DO THIS – The passage below discusses water saturation in coalbed methane reservoirs. In one to three sentences, explain why numerical simulations of CBM reservoir development usually set water saturation to 100%.

TEXT SECTION –
****************
In the early stage of CBM exploration and development, it is generally recognized in the academic and engineering communities that the water in coal reservoirs is saturated (Chen et al., 2018). Only a few coal reservoirs (Dry Horseshoe Canon CBM Play) show low water saturation or are completely anhydrous, and good development results are achieved under low-permeability conditions (Clarkson, 2009; Xu et al., 2015b). It is also believed that most CBM reservoirs are undersaturated, meaning that the actual gas content is lower than the theoretical adsorption content under reservoir pressure (Xu et al., 2014). As a result, fluid flow in reservoirs begins with single-phase water flow, and as reservoir pressure decreases and reaches the critical desorption pressure, CBM begins to desorb and enter a two-phase gas water flow stage (Gerami et al., 2008). Therefore, in numerical simulations of CBM reservoir development, the water saturation degree is usually set to 100% (Tim, 2012). In recent years, with the exploration and development of deep and low-rank CBM, the free gas in coal reservoirs has gradually been discovered and recognized by the engineering community and academia (Chen et al., 2021). Water saturation in deep and low-rank coal reservoirs is often considered to be <1 (Sun et al., 2018), which challenges the previous assumption that coal reservoirs are always saturated with water (Guo and Kantzas, 2009).
****************
DATA SHOWN –
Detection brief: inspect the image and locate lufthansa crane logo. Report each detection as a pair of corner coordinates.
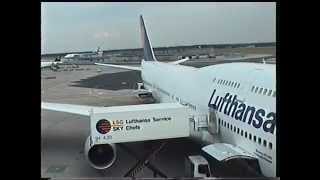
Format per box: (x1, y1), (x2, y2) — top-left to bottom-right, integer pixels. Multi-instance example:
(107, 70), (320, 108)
(96, 119), (111, 134)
****************
FINISHED ANSWER – Early in CBM exploration and development, the water in coal reservoirs was generally taken to be saturated. Most CBM reservoirs were also considered undersaturated in gas, so fluid flow begins as single-phase water flow, and two-phase gas-water flow starts only when reservoir pressure falls to the critical desorption pressure. That assumed water-saturated starting state is why simulations usually set water saturation to 100%.